* _EXCERPT_
Quite so Unity.. quite so

2. Mike Killingworth

Is there any evidence of public outrage at a local authority failing to be “tough enough” on benefit claimants?

In cost-benefit terms, if the fraud rate is established (let’s say it’s 1%) would it cost a local authority £63,000 to promote a private Bill empowering it to reject 1% of claims at random? After all, we all hate claimants, so there couldn’t possibly be an ethical objection.

3. douglas clark

Hmm…

Unity. This post at least made sense.

It acknowledges the simple fact, that lie detectors are shite.

Could I suggest to you that the challenges to lie detectors have a good and honourable history? Could I suggest to you that most effects, are in fact interperable in a number of ways, and that there is little or no peer reviewed support for this woo woo?

You’d seem to accept that, now.

As you are much more connected that I am, could you please tell your political masters that this is, indeed, the piece of shite you and I say it is?

It is, by the way, a form of psychological torture. As it is not evidence based it is an attempt to play God on the part of the inquisitor. With confessional results that have nothing to do with reality.

Such is stupid.

Douglas:

If you’re serious about challenging this then the ‘it’s just woo’ argument doesn’t fly – we have put the evidence base behind any challenge and that evidence base has to acknowledge that there are at least some valid scientific foundations.

The Lippold tremor is real, and I’ve read several of Lippold’s original papers, the earliest of which I’ve been able to track down dates to 1957. Likewise, the underlying technical premise of the system is real in the sense that it ‘works’ using the same base technical methods as any other voice recognition system – and its that which ‘elevates’ this system from being just mere woo to its being the misapplication of science.

Unless you acknowledge that element then you lose the argument straight away. You can’t just dismiss that component of the debate, you have to explore and expose its limitations, giving the context that the company behind this system is trying to obscure in order to sell it to the suckers in government.

You need to realise that, so far as the DWP is concerned, this system works simply because it delivers an outcome they want – a reduction in the number of benefit claimants – anything else is gravy.

Whether it does that in fair manner is, to a significant extent, immaterial in their eyes and, joking aside, if some of these bastards really thought they could get away with rolling a D8 and investigating people at random then they would – its only the likelihood that such an arbitrary approach would land them with a shedload of bad press and an awkward judicial review under HRA that would hold them back from such a move.

* _TO DO_
1/ In the comment thread on lie detectors, take the part that opens with the words containing "It is, by the" and closes with "misapplication of science.", swap "inquisitor" for "interrogator", and give that part again.
2/ According to the comment thread on lie detectors, to what year does the earliest of Lippold's original papers that the writer could track down date?
The lines that come next are not needed here.

* _EXCERPTED RECORDS_
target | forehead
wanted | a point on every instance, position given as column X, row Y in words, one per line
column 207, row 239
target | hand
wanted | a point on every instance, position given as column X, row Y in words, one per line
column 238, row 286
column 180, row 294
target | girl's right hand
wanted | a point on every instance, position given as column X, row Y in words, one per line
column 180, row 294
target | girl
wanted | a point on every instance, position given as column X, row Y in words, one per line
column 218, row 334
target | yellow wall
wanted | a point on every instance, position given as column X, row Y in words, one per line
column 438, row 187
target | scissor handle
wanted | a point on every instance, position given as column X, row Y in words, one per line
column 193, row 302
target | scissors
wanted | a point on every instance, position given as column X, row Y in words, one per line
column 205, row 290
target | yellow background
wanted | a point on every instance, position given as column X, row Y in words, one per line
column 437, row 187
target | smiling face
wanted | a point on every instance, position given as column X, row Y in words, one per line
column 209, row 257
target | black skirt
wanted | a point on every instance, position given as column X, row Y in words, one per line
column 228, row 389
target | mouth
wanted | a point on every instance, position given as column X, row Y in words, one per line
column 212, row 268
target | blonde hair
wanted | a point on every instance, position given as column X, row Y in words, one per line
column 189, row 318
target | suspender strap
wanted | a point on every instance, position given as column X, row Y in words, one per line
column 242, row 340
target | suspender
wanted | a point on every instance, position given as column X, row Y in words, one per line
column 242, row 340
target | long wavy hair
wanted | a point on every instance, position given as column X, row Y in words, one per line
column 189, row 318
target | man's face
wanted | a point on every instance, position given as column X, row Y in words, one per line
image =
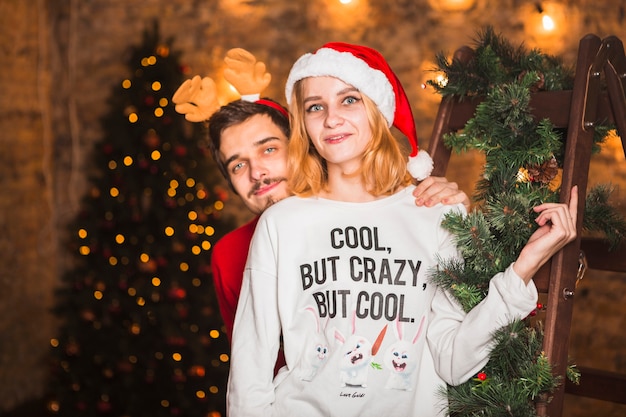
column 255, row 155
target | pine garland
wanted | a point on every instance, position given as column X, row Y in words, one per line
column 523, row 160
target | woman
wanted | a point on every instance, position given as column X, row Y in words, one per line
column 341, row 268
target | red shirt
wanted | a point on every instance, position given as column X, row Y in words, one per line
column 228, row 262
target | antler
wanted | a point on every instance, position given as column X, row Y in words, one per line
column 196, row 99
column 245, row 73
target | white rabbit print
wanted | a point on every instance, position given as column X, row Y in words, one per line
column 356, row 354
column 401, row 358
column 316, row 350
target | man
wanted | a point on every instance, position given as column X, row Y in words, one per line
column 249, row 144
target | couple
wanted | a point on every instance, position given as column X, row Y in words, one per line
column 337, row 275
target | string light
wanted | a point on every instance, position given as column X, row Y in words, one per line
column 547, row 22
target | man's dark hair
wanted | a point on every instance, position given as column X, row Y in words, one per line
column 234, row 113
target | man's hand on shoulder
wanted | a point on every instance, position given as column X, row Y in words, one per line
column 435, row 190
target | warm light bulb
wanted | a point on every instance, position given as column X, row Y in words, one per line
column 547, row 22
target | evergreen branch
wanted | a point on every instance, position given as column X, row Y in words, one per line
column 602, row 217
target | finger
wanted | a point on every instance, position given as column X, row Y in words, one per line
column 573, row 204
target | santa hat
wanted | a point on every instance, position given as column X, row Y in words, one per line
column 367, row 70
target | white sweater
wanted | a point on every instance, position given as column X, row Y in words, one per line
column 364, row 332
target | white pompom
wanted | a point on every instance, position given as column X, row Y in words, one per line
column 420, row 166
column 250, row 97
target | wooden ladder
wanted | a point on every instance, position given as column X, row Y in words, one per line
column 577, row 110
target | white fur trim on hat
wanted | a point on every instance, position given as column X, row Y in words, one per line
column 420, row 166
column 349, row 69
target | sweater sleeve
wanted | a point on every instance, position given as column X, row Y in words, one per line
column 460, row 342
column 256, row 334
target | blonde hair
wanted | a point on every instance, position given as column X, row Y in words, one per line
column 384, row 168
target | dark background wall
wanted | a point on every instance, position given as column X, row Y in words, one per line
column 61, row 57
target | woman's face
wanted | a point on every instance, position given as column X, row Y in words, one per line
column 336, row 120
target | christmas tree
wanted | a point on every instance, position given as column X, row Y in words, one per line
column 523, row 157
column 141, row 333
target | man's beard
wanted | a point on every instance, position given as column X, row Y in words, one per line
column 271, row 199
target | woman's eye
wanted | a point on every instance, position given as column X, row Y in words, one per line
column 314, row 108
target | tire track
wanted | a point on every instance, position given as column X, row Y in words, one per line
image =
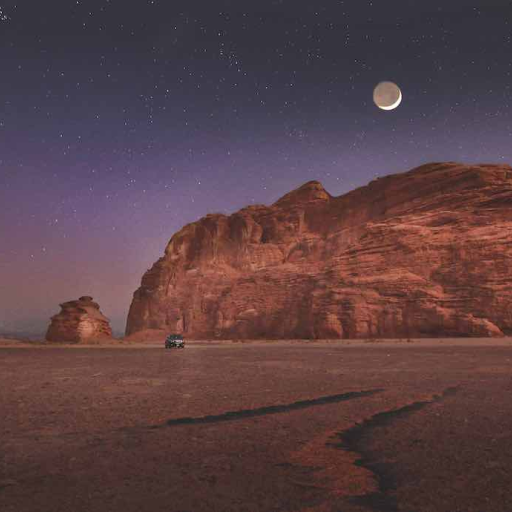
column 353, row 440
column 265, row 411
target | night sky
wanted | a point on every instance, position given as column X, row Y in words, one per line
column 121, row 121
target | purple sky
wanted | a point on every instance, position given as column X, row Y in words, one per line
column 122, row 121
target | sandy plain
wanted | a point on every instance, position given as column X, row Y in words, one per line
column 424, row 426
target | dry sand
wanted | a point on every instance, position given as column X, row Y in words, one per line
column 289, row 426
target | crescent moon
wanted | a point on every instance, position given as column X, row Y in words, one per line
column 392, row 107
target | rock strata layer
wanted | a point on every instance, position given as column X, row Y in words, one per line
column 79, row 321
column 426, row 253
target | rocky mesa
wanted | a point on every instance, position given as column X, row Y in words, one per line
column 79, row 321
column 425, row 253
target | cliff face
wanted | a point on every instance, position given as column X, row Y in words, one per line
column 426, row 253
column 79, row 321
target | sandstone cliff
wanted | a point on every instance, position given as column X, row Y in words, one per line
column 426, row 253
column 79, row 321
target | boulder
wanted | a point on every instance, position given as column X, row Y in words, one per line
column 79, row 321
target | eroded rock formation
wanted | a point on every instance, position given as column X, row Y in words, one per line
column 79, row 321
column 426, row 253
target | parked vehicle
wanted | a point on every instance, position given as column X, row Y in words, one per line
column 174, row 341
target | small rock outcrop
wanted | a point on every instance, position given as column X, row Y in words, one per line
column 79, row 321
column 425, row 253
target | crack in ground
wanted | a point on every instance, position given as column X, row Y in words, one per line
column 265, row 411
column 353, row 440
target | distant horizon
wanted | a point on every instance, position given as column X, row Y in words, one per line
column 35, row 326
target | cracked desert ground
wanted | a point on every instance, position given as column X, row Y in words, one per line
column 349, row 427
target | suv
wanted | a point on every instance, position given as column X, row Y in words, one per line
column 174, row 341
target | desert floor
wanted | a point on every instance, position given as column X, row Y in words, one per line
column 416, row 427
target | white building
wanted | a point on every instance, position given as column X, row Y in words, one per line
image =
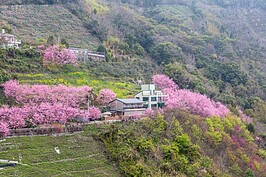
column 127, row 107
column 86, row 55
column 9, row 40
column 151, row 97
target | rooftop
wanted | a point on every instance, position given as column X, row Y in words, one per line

* _ANSWERS BELOW_
1/
It is, by the way, a form of psychological torture. As it is not evidence based it is an attempt to play God on the part of the interrogator. With confessional results that have nothing to do with reality.

Such is stupid.

Douglas:

If you’re serious about challenging this then the ‘it’s just woo’ argument doesn’t fly – we have put the evidence base behind any challenge and that evidence base has to acknowledge that there are at least some valid scientific foundations.

The Lippold tremor is real, and I’ve read several of Lippold’s original papers, the earliest of which I’ve been able to track down dates to 1957. Likewise, the underlying technical premise of the system is real in the sense that it ‘works’ using the same base technical methods as any other voice recognition system – and its that which ‘elevates’ this system from being just mere woo to its being the misapplication of science.

2/ 1957